## [Your objective]
Can you format the lines below as a Markdown table with the columns "No." and "Line", numbering each row and leaving out any blank lines?

## [Material provided]
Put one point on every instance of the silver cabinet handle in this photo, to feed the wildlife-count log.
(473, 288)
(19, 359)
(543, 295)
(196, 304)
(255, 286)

## [Expected output]
| No. | Line |
|---|---|
| 1 | Put one point on every instance of the silver cabinet handle in this photo, to feed the wildlife-count log. |
| 2 | (473, 288) |
| 3 | (19, 359) |
| 4 | (543, 295) |
| 5 | (196, 304) |
| 6 | (255, 286) |